— STORED RECORDS —
+++
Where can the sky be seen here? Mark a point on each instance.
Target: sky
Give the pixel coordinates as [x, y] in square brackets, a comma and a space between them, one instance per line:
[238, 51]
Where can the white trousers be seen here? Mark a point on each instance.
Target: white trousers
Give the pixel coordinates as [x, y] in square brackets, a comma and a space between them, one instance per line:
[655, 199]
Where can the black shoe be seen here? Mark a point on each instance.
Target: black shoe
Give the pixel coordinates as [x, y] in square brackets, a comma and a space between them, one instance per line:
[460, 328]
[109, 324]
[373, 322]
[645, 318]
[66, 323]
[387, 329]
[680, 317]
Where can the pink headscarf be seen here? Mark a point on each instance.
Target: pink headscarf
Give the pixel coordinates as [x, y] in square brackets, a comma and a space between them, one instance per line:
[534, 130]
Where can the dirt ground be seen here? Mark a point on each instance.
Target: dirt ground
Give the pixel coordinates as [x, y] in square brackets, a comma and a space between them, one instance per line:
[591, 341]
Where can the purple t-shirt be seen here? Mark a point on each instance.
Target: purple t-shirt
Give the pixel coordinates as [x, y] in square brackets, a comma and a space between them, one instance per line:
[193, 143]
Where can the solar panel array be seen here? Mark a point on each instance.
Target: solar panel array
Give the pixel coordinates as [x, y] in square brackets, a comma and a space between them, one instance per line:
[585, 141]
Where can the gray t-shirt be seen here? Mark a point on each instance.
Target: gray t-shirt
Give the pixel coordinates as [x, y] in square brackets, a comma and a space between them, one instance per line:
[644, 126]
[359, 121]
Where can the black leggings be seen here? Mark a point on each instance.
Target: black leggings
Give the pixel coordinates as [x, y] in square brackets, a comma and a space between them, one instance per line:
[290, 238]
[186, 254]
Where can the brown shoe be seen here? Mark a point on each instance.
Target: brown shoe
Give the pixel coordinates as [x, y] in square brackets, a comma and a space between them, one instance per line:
+++
— OBJECTIVE —
Output exactly the lines above, from the one holding "Where can the purple" through the end of the data, including the first and last.

— CORRECT OUTPUT —
Where can the purple t-shirt be seen here? Mark a point on each instance.
Target: purple t-shirt
Give the pixel coordinates as [x, y] in square brackets, a comma and a space between them, one instance per line:
[193, 143]
Where can the solar panel array be seen here? Mark a point on each instance.
Target: solar panel array
Give the pixel coordinates as [x, y] in square brackets, a comma and a space between them, one instance per line:
[585, 141]
Where can the gray t-shirt be seen here? Mark a point on each instance.
Target: gray t-shirt
Give the pixel coordinates as [x, y] in square brackets, a comma and a space between them, one instance per line:
[644, 126]
[359, 121]
Where can the black leggings be seen here? Mark a point on each instance.
Target: black leggings
Give the pixel coordinates as [x, y] in square brackets, a comma and a space between them, one instance per line:
[290, 238]
[186, 254]
Where can the brown shoe be seen here? Mark a point on each instance.
Target: brown shoe
Give the pixel coordinates as [x, y] in square brackets, a comma and a space between them, one instance per line:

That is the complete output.